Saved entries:

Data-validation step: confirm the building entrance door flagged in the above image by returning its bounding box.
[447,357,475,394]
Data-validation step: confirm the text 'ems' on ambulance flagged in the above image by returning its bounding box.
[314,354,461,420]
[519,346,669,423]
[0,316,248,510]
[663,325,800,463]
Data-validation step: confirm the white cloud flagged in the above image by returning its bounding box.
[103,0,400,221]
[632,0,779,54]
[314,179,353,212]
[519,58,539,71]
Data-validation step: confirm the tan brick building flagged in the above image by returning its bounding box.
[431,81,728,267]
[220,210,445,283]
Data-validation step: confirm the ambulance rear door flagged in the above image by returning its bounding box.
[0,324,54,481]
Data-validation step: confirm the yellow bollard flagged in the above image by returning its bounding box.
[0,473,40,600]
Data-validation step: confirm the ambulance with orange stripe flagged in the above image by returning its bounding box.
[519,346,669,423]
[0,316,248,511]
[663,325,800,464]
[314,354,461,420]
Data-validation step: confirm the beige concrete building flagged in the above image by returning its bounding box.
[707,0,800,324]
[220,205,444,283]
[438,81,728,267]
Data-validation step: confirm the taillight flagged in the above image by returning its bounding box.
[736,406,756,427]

EXERCISE GOAL ->
Rewrite all of the data above, substituting "marked" for every occurrence of "flagged" and leaving everything else as it is.

ANSWER BELOW ->
Data-validation step: confirm the building entrance door marked in the above image by returning its bounding box.
[447,357,475,394]
Data-validation step: confirm the text 'ems' on ambulance marked in the above image by returning its bounding box.
[314,354,461,420]
[519,346,669,423]
[0,316,248,510]
[663,325,800,463]
Data-validation step: confirm the white cloud marked in the above image by returning its bounding box.
[103,0,400,221]
[632,0,779,54]
[314,179,353,212]
[519,58,539,71]
Data-validation step: confirm the tan brick building marked in the above image by returning its bounding box.
[431,81,728,267]
[220,210,445,283]
Data-validation step: confirm the ambulance rear door marked in the above image by returning its bounding box.
[0,324,54,481]
Data-validation step: confirm the yellow bollard marked in the above image by returning its bounding box.
[0,473,40,600]
Data-validation step: confirm the ambulance with orange stripe marked in the above image by returning its bounding box.
[519,346,669,423]
[0,316,248,511]
[663,325,800,464]
[314,354,461,420]
Data-validation step: confirm the beige concrete building marked in the above image by returning its bounding box.
[707,0,800,324]
[220,205,444,283]
[438,81,728,267]
Data-validation step: confirm the taillight marked in the above image by returning its bounding box.
[736,406,756,427]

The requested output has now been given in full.